- **Required work**:
Can you rewrite the records below, changing "even-odd" to "nonzero" and leaving everything else untouched?

- **Given entries**:
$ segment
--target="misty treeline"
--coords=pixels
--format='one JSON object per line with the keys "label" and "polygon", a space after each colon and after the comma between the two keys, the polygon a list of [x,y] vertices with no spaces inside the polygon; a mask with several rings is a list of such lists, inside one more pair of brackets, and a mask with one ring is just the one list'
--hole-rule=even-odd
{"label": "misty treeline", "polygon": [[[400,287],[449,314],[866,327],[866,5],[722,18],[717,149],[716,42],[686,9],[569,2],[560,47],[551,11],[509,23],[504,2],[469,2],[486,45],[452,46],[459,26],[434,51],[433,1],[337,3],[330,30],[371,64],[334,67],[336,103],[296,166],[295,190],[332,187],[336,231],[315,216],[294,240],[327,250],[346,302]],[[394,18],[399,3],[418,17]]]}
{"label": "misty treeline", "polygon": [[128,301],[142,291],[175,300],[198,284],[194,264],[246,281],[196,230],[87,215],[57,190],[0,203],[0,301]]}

- **Output**:
$ segment
--target="misty treeline"
--coords=pixels
--format='one JSON object per line with the keys "label" and "polygon", a space after each colon and after the comma between the two keys, the polygon a list of [x,y] vertices with no spaces inside the polygon; a mask with several rings is a list of such lists, inside one more pair of brackets, and a mask with one ring is just the one list'
--hole-rule=nonzero
{"label": "misty treeline", "polygon": [[[400,287],[449,314],[866,327],[866,5],[722,18],[717,149],[716,42],[686,9],[569,2],[560,47],[551,11],[509,23],[504,2],[469,2],[486,45],[452,46],[459,26],[434,51],[433,1],[337,3],[330,30],[371,64],[334,67],[336,103],[296,166],[295,190],[332,187],[336,231],[315,216],[294,240],[327,250],[346,302]],[[394,18],[399,3],[418,17]]]}
{"label": "misty treeline", "polygon": [[128,301],[142,291],[175,300],[198,284],[194,264],[246,281],[196,230],[87,215],[57,190],[0,203],[0,301]]}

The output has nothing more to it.